*** MATERIAL FOR THIS TASK Section Begins ***
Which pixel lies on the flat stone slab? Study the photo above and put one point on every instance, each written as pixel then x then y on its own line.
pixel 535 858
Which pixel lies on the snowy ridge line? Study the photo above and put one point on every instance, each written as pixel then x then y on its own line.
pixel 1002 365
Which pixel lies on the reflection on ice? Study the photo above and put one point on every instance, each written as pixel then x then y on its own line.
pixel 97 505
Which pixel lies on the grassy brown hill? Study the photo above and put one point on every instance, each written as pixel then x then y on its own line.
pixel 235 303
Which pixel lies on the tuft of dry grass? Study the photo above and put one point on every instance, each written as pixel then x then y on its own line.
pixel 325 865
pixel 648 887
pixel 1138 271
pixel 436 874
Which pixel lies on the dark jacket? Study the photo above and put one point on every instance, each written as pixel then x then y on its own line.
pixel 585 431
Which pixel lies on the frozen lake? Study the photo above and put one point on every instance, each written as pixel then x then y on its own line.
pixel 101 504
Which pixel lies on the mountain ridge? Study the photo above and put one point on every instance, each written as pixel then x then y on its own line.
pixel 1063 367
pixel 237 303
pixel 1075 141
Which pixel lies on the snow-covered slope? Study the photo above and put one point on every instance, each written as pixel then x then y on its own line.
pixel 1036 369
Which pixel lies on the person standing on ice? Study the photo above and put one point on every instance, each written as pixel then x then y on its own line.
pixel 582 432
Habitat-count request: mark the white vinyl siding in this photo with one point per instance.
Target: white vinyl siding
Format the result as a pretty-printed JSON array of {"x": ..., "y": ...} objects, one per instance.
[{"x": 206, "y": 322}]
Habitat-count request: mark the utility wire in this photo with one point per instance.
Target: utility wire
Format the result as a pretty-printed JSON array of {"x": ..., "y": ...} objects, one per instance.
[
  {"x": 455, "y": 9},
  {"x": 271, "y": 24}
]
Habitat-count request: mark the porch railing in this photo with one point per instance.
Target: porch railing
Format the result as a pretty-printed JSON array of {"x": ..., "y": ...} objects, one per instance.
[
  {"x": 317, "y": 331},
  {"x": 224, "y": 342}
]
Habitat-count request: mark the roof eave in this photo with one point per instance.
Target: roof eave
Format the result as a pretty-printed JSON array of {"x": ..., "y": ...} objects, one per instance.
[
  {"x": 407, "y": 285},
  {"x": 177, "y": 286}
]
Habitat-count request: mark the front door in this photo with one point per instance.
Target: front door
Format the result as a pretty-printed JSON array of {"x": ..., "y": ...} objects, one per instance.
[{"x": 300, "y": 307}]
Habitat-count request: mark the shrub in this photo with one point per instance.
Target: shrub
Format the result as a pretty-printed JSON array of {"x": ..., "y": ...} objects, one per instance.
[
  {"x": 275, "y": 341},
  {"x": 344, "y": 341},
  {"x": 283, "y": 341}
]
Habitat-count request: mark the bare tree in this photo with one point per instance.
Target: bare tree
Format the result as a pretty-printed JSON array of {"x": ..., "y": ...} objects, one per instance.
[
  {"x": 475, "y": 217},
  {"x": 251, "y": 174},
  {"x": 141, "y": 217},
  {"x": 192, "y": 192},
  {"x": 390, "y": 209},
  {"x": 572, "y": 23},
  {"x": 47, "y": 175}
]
*** MATERIAL FOR THIS TASK Section Ends ***
— INSTRUCTIONS FOR THE TASK —
Write out all the records above one more time, exactly.

— YOUR SOLUTION —
Which pixel lies on the flat stone slab? Study the photo above and put one point on every instance, each written as pixel then x then y on its own line.
pixel 535 858
Which pixel lies on the snowy ridge line? Study the photo above and put one point on every instance, each written as pixel then x then y on its own line.
pixel 1002 365
Which pixel lies on the reflection on ice? Study the photo above and put one point on every instance, each written as pixel then x then y on its own line.
pixel 97 505
Which pixel lies on the grassy brown hill? Study the photo above and put one point on every instance, each written as pixel then x then y on its own line.
pixel 235 303
Which pixel lies on the tuft of dry grass? Study the photo above and put one point on every instance, each written as pixel then x then y on its own line.
pixel 325 865
pixel 648 887
pixel 1138 271
pixel 436 874
Which pixel lies on the dark jacket? Study the photo above and put one point on every instance, each written as pixel then x then y on its own line.
pixel 585 431
Which pixel lies on the frozen lake? Study the photo above and put one point on every instance, each written as pixel then x then y on its own line.
pixel 101 504
Which pixel lies on the mountain ridge? Study the photo above and put one point on every instance, each written as pixel then x then y on its own line.
pixel 1063 367
pixel 237 303
pixel 1075 141
Which pixel lies on the snow-covered slope? Study the photo above and put one point on every instance, each written as pixel then x then y on its own line.
pixel 1036 369
Which pixel lies on the person standing on ice? Study the photo above and put one point on every instance, each written as pixel then x then y on its own line.
pixel 582 432
Habitat-count request: mark the white vinyl siding in this photo with one point per instance.
Target: white vinyl siding
Format the result as a pretty-printed JSON array of {"x": ..., "y": ...} objects, one per instance.
[{"x": 206, "y": 322}]
Habitat-count request: mark the utility wire in this photo with one point per instance.
Target: utility wire
Format the result as a pretty-printed JSON array of {"x": ..., "y": ...} objects, one per instance.
[
  {"x": 455, "y": 9},
  {"x": 271, "y": 24}
]
Habitat-count request: mark the porch railing in this photo with one point per instance.
Target: porch railing
Format the result as a pretty-printed JSON array of {"x": ..., "y": ...} objects, one per instance.
[
  {"x": 317, "y": 331},
  {"x": 224, "y": 342}
]
Habitat-count request: mark the roof eave in this photo with one point per instance.
Target: roof eave
Format the result as a pretty-printed JSON array of {"x": ..., "y": ...} objects, one per instance.
[
  {"x": 407, "y": 285},
  {"x": 177, "y": 286}
]
Habitat-count request: mark the front door in this photo with one point per instance.
Target: front door
Format the result as a pretty-printed JSON array of {"x": ..., "y": ...} objects, one per instance.
[{"x": 300, "y": 307}]
Habitat-count request: mark the shrub in this photo with one point per instance.
Target: shrub
Format the result as a pretty-printed JSON array of {"x": ..., "y": ...} objects, one per instance.
[
  {"x": 275, "y": 341},
  {"x": 344, "y": 341},
  {"x": 283, "y": 341}
]
Habitat-count request: mark the bare tree in this photo with one point per instance.
Target: bare tree
Format the result as a pretty-printed JSON array of {"x": ..., "y": ...} objects, one per instance.
[
  {"x": 475, "y": 217},
  {"x": 251, "y": 174},
  {"x": 141, "y": 217},
  {"x": 192, "y": 192},
  {"x": 390, "y": 209},
  {"x": 572, "y": 23},
  {"x": 47, "y": 175}
]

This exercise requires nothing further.